▸ Task goal:
Search the records below for the line containing "Check that every instance of the military". Output that line and all later lines exactly; output nothing else.

▸ Input:
------------------------------
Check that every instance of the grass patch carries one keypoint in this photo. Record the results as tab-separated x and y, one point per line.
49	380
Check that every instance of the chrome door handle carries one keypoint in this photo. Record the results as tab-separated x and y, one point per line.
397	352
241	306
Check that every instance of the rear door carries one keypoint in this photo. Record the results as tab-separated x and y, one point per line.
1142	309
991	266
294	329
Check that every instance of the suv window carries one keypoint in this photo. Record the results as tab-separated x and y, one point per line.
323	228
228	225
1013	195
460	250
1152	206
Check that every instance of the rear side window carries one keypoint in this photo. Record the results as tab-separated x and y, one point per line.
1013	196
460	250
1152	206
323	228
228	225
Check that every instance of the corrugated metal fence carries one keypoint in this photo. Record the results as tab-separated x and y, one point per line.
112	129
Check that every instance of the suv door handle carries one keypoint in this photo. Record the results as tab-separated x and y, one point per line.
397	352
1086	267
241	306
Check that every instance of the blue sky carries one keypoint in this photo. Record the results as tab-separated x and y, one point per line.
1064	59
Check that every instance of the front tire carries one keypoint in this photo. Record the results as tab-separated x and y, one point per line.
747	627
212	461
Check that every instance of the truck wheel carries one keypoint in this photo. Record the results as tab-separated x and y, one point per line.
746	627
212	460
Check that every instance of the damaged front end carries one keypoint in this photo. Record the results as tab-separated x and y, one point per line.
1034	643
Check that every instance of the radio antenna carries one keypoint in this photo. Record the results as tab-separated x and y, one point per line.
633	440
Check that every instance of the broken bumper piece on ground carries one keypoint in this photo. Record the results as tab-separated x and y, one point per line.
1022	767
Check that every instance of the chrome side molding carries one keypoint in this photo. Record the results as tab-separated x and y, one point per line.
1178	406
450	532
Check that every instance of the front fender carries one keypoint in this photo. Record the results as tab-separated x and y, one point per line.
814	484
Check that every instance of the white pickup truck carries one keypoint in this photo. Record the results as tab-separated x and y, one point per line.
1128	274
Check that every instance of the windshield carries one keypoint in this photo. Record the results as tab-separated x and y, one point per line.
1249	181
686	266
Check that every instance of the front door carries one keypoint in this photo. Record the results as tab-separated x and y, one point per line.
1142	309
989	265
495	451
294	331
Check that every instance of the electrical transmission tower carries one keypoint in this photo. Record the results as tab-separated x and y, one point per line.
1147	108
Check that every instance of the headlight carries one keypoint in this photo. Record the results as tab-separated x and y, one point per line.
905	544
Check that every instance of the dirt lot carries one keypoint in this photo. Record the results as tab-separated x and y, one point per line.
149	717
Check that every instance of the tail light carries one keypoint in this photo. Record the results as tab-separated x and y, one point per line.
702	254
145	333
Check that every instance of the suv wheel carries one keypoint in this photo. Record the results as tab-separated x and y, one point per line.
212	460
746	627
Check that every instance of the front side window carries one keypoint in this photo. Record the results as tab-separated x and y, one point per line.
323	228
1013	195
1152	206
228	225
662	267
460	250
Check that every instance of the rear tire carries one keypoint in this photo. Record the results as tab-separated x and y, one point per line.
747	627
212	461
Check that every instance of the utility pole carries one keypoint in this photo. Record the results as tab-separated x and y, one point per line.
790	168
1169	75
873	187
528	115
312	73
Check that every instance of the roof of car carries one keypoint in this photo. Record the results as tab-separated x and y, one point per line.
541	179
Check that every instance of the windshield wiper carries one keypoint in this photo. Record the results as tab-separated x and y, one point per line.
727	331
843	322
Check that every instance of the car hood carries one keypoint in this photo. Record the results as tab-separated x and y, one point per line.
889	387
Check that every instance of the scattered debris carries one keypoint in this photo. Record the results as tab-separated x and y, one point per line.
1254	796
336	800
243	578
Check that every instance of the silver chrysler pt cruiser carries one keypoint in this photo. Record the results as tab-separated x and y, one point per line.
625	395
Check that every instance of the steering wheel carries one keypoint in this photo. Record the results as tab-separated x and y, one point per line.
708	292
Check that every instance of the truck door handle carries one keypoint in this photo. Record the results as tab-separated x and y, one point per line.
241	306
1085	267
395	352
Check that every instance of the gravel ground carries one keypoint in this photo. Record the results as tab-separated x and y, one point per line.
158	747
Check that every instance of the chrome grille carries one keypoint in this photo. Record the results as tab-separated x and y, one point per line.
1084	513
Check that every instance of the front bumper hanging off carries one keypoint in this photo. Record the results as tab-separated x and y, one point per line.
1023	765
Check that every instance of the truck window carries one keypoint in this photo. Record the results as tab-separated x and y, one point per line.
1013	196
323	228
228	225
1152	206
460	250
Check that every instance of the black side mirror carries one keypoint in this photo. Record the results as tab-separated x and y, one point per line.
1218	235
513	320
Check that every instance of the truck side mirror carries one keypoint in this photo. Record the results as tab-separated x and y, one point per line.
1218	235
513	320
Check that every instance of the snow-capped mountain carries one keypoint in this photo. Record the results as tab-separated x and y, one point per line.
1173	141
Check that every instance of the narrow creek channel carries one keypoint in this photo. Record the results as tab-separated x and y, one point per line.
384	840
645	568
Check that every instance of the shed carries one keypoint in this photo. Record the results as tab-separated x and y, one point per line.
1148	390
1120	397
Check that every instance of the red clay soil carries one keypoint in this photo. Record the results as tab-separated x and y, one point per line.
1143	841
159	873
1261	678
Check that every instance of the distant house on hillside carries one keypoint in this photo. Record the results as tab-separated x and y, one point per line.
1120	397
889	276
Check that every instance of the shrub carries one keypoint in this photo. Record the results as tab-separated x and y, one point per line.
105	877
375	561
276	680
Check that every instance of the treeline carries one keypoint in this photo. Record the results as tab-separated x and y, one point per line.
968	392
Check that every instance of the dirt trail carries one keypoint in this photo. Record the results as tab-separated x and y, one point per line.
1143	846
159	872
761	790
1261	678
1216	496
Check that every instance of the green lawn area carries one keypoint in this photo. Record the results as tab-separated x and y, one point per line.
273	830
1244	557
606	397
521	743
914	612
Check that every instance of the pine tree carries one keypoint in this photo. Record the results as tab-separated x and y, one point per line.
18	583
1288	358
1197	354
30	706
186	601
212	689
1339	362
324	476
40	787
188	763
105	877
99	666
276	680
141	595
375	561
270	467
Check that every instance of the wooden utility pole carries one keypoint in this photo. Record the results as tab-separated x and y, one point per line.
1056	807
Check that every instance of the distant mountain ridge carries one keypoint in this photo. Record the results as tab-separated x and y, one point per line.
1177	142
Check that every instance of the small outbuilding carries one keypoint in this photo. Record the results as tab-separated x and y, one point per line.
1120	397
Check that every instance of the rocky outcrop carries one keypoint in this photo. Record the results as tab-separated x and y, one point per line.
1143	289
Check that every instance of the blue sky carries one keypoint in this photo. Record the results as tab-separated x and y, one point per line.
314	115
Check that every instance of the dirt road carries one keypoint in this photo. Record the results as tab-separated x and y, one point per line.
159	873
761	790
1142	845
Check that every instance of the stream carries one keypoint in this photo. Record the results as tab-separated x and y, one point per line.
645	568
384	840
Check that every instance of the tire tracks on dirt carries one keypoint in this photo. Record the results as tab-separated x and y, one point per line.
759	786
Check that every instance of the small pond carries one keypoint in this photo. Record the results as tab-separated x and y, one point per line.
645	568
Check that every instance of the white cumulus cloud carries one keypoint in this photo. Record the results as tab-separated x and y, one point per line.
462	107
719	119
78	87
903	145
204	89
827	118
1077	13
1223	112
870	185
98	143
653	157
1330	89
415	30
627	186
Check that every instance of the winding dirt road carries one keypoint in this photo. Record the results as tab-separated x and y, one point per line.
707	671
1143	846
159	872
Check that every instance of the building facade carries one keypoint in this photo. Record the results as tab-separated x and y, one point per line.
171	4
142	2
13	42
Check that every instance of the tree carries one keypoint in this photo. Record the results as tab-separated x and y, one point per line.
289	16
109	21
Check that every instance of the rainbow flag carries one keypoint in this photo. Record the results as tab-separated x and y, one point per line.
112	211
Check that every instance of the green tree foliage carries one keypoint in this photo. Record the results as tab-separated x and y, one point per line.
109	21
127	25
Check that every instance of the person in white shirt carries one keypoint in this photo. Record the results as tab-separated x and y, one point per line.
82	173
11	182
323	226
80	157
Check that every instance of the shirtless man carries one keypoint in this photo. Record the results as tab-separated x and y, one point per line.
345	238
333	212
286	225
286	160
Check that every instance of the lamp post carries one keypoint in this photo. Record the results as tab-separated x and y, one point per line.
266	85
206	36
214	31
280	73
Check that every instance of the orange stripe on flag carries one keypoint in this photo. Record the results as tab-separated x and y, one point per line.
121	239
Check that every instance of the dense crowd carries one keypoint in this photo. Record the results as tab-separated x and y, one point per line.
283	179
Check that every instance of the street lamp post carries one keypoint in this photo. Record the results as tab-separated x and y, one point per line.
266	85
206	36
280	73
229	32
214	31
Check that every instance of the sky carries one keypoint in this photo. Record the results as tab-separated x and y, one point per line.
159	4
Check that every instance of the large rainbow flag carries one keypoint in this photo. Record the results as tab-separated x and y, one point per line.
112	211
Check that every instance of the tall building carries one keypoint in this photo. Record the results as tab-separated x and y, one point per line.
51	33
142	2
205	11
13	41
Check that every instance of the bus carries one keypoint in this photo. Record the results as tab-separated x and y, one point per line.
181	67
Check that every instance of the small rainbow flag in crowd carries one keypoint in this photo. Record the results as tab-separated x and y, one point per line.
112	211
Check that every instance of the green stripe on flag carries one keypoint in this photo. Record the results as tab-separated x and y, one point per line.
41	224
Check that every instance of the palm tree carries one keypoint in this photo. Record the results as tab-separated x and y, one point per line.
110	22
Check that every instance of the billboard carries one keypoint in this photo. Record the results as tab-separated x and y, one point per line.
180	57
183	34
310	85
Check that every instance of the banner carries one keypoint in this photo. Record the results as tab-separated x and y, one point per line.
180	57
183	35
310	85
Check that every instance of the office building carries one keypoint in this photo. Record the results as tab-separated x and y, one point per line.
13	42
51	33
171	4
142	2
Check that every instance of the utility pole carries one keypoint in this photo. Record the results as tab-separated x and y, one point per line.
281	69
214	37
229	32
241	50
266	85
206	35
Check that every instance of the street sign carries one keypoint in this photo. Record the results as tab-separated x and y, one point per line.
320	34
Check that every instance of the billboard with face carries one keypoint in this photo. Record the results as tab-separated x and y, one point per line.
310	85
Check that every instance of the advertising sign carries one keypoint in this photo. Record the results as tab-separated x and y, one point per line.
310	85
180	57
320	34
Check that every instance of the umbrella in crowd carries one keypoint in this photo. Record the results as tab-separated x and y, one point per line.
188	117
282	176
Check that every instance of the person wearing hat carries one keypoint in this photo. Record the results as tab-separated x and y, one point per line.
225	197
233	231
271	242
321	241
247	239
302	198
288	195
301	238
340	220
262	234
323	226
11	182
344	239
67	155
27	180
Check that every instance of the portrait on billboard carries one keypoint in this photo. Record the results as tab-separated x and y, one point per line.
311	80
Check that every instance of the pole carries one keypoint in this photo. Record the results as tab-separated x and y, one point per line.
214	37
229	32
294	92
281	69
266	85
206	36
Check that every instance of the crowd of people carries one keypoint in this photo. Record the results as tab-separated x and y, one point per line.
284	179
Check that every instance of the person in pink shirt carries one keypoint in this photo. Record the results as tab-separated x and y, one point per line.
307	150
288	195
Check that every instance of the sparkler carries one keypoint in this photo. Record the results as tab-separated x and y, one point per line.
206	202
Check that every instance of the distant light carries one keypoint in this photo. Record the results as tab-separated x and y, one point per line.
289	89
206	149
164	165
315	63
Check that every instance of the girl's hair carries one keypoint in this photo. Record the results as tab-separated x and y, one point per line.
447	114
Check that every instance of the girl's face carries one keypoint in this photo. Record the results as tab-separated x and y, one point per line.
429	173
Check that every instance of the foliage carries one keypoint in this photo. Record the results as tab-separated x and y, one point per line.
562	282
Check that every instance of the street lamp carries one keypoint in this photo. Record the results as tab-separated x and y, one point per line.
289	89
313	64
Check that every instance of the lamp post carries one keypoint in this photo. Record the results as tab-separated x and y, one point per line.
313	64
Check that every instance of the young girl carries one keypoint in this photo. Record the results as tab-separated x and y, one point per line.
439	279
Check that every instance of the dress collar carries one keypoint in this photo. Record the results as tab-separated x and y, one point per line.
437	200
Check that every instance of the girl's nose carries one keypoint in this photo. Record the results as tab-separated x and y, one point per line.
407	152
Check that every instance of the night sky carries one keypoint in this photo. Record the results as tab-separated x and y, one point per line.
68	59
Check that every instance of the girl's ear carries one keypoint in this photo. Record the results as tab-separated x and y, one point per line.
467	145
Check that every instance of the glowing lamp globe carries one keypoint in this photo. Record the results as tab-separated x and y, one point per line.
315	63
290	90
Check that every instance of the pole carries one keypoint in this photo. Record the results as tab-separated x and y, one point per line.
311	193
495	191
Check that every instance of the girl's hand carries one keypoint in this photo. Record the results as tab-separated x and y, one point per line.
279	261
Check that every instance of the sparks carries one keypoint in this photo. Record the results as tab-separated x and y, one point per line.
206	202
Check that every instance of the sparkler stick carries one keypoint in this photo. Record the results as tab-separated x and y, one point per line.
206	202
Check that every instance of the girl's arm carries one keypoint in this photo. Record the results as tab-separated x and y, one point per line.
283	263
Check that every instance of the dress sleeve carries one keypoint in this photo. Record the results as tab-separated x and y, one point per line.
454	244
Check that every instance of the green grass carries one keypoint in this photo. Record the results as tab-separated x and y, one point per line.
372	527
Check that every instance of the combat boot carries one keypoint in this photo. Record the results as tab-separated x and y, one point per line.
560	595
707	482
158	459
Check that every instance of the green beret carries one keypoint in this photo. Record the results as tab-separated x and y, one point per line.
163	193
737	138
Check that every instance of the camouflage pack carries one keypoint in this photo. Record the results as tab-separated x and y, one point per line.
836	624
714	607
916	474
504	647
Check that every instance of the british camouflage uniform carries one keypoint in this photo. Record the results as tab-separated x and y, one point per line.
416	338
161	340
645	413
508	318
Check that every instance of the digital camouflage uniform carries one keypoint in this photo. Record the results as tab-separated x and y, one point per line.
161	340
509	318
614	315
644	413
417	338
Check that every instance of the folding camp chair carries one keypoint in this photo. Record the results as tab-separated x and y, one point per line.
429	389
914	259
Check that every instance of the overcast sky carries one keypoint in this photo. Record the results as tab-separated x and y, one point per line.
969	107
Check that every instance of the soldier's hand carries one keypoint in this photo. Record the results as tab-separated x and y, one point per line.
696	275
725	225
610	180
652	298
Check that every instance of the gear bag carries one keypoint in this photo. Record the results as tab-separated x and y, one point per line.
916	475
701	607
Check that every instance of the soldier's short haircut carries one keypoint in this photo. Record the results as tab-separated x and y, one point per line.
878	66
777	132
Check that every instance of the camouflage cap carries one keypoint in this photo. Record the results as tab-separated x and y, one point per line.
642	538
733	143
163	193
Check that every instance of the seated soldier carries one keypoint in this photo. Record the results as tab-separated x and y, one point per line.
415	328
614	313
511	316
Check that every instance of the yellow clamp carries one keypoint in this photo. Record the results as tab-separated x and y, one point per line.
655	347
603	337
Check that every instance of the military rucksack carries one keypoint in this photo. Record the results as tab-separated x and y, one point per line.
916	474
------------------------------
▸ Finished task:
Check that every instance of the military rucksack carries one keypoint in this photo. Record the results as tab-separated x and y, one point per line.
916	474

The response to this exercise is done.